>> Start

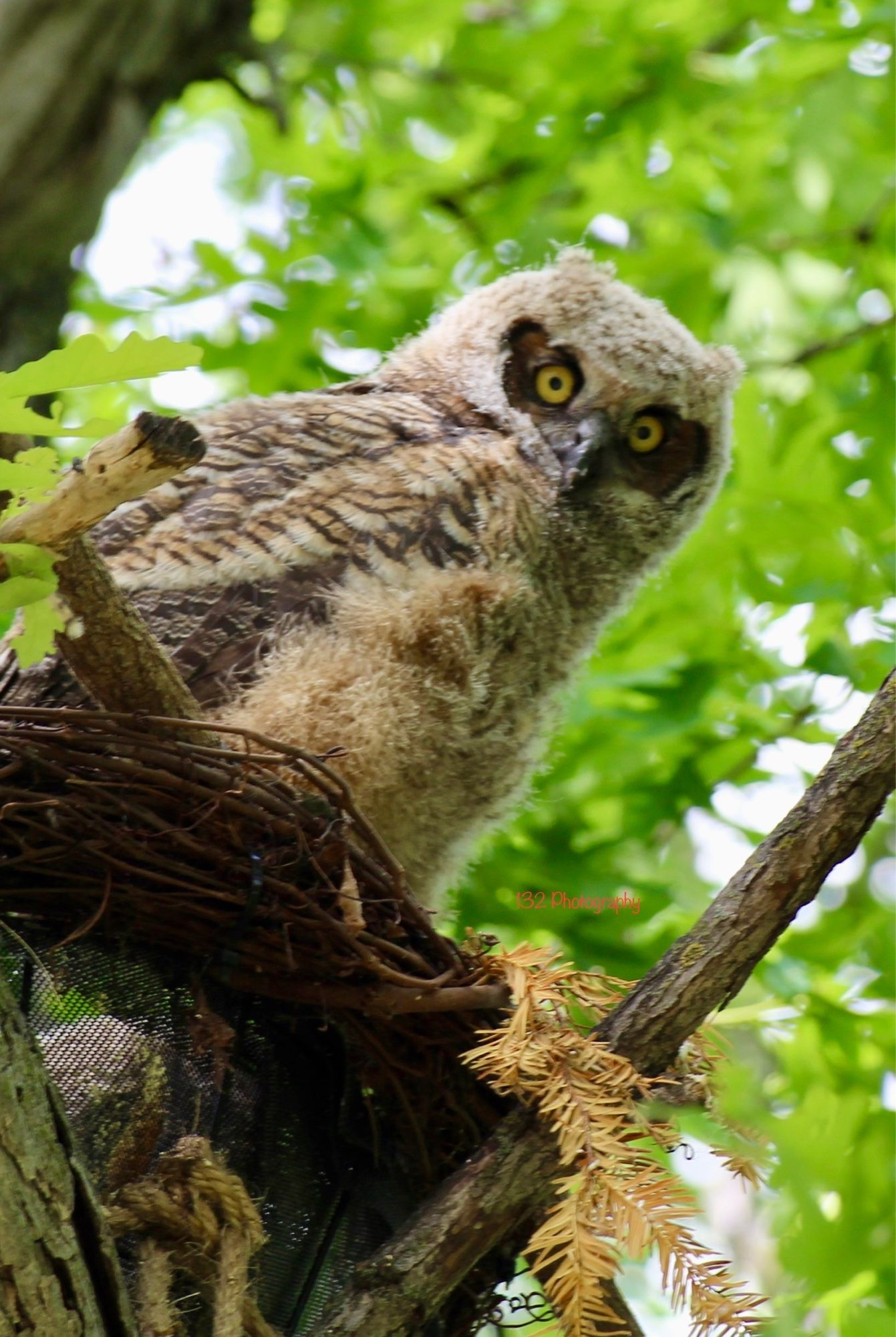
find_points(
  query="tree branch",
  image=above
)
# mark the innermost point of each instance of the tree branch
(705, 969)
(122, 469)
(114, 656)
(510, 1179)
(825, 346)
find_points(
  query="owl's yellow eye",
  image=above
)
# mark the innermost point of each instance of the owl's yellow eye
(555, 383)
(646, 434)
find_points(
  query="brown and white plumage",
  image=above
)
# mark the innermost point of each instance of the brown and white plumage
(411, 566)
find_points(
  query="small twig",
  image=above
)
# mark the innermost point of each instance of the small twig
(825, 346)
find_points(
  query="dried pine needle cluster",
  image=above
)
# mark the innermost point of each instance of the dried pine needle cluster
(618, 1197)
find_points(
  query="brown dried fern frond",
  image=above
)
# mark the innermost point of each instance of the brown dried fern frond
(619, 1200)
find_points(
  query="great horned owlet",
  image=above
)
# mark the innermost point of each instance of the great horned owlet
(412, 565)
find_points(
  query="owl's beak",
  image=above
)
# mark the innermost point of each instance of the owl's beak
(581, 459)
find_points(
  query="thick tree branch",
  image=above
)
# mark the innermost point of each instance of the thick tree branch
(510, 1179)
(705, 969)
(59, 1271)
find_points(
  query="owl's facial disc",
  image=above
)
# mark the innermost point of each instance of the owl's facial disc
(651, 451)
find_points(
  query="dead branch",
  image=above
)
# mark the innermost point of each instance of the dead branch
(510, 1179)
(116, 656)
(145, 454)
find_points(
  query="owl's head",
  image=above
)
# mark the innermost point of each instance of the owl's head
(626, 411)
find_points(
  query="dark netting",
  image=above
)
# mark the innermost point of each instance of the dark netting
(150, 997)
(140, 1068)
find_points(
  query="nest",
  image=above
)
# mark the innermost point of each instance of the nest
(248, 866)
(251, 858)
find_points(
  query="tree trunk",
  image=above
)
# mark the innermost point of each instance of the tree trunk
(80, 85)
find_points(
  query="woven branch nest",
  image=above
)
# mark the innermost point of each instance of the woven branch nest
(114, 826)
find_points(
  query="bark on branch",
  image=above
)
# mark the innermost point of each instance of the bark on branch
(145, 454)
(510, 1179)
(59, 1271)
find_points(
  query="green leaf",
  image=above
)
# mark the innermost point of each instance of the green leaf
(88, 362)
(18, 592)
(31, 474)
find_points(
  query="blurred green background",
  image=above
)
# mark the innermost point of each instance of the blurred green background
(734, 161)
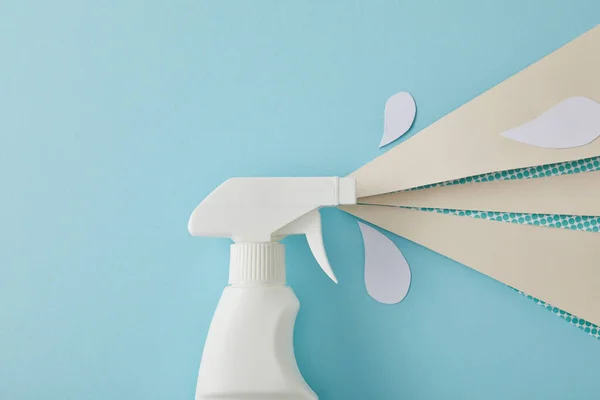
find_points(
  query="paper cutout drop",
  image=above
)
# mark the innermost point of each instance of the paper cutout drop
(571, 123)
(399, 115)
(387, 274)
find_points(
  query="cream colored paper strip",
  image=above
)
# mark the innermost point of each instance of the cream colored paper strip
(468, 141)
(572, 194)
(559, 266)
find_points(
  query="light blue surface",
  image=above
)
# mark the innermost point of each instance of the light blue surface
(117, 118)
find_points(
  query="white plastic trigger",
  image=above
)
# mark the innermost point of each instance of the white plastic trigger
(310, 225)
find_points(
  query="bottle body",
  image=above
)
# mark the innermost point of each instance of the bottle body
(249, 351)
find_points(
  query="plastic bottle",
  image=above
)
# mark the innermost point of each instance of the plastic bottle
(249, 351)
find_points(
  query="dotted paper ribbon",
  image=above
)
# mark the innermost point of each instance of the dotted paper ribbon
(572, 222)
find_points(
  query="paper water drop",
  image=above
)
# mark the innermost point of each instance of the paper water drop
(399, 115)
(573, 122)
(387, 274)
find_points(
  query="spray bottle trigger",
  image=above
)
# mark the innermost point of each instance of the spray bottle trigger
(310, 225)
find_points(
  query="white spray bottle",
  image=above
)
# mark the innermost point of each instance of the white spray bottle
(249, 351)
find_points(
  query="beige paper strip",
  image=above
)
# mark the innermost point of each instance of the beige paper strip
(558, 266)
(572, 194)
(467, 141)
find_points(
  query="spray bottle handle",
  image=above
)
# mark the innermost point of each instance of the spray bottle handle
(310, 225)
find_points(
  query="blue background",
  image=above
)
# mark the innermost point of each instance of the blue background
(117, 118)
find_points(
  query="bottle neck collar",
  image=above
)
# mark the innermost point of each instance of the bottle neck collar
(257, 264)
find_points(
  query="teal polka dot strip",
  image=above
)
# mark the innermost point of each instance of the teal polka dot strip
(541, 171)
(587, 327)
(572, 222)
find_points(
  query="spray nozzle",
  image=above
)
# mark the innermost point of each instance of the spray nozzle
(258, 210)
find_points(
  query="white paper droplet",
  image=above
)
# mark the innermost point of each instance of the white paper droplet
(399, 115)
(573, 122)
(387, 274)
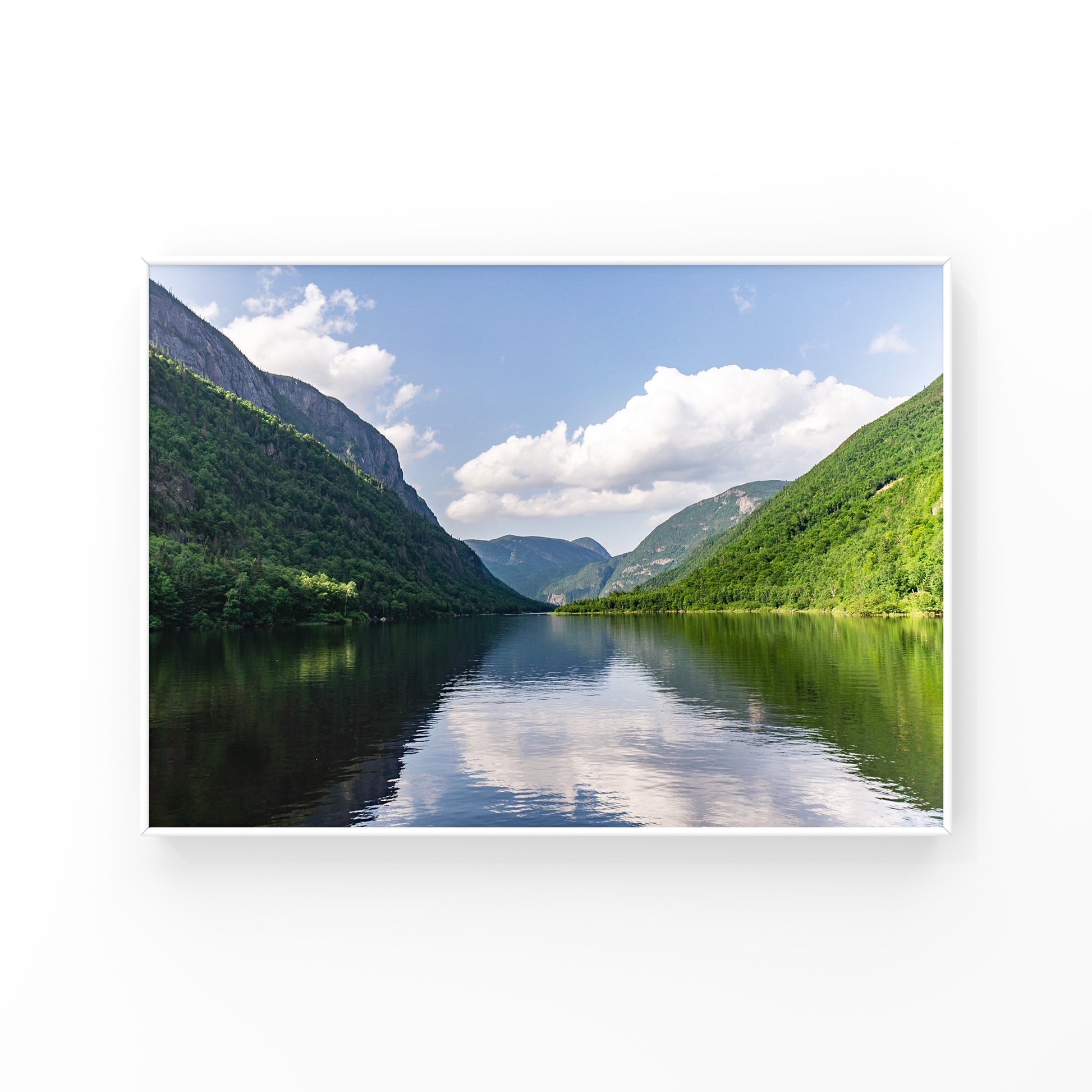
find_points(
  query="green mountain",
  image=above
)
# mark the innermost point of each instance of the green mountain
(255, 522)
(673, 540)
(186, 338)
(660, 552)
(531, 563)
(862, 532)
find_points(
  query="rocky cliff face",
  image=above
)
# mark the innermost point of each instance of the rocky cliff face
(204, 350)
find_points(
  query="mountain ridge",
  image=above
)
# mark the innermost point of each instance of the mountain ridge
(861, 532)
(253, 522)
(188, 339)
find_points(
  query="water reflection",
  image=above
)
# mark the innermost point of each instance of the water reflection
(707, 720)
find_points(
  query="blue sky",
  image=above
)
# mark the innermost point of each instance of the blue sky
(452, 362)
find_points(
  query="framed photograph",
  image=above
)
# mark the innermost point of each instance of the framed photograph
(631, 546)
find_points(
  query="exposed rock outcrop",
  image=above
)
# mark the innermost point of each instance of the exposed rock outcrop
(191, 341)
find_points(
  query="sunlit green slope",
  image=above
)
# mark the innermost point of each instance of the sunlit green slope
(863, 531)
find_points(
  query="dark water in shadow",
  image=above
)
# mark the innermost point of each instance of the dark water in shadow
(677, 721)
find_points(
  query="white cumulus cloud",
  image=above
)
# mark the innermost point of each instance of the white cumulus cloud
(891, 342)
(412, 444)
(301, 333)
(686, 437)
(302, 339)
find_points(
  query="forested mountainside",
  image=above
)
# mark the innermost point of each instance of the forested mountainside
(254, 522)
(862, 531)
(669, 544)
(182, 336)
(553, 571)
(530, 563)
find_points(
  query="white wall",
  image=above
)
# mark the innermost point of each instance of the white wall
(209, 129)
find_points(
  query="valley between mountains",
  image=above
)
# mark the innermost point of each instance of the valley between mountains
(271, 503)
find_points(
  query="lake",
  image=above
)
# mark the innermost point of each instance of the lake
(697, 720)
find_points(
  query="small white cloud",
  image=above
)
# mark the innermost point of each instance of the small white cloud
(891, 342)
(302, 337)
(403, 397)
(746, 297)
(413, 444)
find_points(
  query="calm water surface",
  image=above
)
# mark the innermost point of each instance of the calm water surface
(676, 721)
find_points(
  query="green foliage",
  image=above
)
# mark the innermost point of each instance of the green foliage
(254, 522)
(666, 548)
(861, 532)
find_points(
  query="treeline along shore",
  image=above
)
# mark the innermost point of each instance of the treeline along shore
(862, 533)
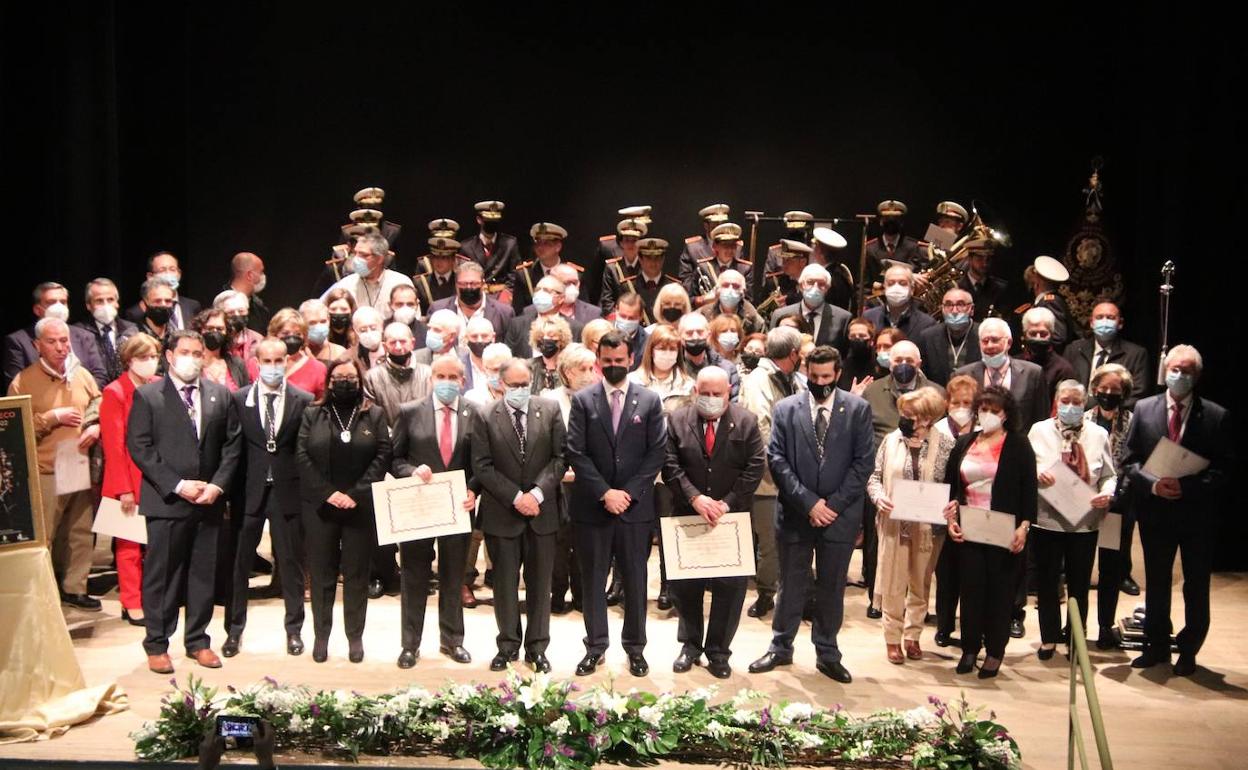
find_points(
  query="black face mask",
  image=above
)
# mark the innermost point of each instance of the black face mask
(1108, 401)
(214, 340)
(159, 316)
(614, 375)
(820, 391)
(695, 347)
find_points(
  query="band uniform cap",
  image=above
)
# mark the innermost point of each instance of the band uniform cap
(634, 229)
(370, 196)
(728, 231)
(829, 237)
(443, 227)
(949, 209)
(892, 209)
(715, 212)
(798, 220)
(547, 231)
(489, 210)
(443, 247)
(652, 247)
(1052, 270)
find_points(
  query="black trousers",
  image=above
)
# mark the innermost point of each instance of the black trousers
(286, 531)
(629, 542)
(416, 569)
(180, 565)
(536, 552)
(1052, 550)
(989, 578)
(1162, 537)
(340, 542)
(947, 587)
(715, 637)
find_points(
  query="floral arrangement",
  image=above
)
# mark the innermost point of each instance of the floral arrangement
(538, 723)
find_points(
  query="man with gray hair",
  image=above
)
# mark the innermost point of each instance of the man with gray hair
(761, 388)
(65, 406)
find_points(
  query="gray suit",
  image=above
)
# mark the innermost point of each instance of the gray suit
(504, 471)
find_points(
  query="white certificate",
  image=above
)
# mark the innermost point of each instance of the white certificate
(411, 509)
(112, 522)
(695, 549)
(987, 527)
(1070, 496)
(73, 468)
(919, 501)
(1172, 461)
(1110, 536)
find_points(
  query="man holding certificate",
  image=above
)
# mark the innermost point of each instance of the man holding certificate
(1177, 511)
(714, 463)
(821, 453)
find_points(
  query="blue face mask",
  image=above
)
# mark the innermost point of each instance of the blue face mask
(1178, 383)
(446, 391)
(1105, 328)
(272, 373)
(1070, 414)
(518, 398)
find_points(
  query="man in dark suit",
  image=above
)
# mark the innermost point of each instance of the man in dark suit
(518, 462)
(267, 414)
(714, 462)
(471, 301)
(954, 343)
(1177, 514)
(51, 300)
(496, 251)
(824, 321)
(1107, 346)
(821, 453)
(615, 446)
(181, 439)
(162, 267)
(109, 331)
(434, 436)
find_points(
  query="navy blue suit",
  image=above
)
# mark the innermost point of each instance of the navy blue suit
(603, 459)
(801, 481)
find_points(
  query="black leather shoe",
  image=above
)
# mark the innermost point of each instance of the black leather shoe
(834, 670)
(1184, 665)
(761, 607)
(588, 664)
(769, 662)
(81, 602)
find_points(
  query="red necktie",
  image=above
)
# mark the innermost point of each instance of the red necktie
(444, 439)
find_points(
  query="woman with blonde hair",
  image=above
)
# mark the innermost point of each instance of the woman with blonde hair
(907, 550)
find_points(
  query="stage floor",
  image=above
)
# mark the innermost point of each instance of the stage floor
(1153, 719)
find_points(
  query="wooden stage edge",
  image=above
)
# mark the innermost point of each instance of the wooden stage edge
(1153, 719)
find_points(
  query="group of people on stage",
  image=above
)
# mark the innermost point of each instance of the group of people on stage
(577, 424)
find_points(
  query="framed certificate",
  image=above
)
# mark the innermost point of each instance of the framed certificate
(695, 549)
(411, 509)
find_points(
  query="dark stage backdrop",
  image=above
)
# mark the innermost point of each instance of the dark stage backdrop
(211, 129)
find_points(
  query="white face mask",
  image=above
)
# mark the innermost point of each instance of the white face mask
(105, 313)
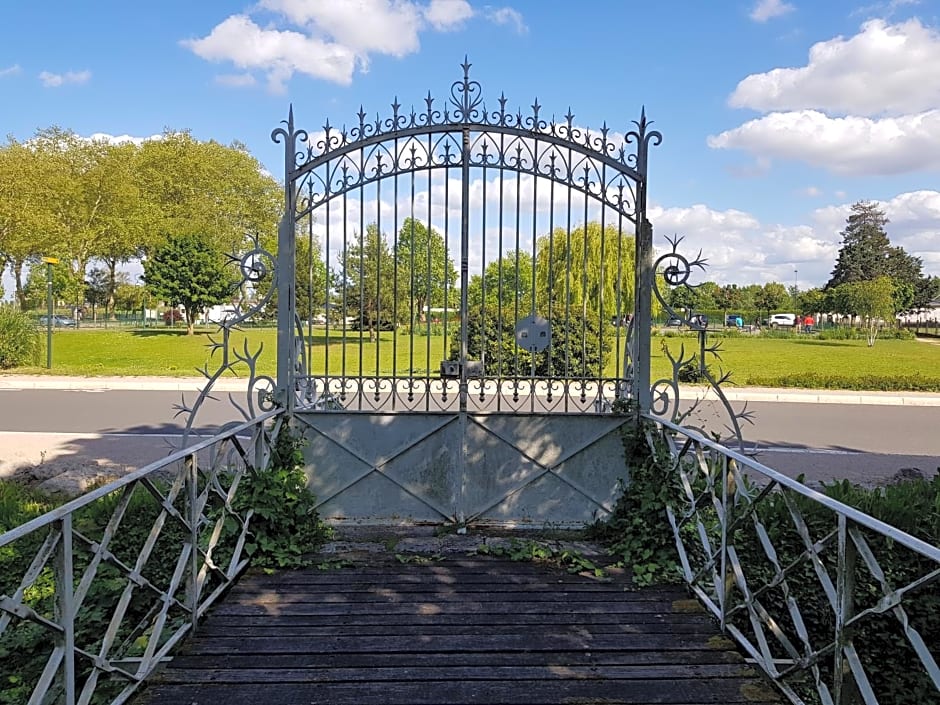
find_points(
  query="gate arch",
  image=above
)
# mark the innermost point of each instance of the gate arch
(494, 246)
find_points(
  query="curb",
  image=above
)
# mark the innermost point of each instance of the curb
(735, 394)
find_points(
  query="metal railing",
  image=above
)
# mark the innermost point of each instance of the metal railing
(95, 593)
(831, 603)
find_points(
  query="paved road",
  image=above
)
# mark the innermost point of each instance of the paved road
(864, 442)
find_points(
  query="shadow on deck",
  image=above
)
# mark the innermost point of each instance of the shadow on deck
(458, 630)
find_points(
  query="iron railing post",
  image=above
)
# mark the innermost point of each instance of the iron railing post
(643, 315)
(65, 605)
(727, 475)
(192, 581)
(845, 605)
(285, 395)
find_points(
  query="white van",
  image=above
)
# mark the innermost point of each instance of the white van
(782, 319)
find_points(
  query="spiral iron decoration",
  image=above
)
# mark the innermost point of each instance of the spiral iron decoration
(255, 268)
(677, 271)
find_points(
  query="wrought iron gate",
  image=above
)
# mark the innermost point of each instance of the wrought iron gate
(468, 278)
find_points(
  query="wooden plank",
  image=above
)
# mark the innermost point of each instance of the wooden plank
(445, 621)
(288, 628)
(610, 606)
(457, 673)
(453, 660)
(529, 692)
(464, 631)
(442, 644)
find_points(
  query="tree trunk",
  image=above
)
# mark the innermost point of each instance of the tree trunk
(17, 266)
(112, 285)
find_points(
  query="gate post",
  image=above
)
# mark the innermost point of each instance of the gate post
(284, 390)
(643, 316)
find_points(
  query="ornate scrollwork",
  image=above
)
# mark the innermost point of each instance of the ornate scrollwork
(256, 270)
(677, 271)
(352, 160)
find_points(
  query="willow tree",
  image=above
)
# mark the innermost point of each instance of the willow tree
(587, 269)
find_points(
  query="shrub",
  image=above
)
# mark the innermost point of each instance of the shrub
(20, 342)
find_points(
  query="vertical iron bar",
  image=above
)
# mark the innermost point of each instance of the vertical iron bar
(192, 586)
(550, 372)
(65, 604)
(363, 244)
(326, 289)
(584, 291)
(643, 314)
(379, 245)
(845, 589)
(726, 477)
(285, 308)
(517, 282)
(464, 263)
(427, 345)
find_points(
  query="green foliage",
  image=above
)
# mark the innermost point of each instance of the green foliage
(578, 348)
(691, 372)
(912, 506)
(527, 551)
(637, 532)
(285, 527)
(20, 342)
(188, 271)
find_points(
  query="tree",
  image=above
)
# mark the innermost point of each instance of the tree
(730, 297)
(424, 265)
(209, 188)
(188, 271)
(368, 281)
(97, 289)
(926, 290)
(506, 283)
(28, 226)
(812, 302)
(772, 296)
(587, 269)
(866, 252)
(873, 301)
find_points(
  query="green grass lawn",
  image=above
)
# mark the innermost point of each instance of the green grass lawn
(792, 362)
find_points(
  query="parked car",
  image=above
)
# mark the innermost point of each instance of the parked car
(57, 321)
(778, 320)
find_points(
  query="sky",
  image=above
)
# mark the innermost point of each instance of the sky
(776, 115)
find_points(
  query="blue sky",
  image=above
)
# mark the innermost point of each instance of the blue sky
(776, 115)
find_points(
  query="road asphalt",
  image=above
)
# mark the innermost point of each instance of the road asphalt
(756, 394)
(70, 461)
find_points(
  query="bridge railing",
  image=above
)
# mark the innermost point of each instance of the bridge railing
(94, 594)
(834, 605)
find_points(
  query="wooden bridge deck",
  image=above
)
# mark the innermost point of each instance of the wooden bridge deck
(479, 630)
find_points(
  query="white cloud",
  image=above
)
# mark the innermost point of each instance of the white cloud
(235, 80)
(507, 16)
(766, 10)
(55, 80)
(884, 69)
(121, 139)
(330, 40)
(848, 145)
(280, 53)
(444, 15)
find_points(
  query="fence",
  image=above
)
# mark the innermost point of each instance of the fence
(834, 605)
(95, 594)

>> End

TO DO
Extract every line in the listing above that contains the word "beige".

RESULT OF THE EXERCISE
  query="beige paper strip",
# mark the innermost point of each instance of the beige paper strip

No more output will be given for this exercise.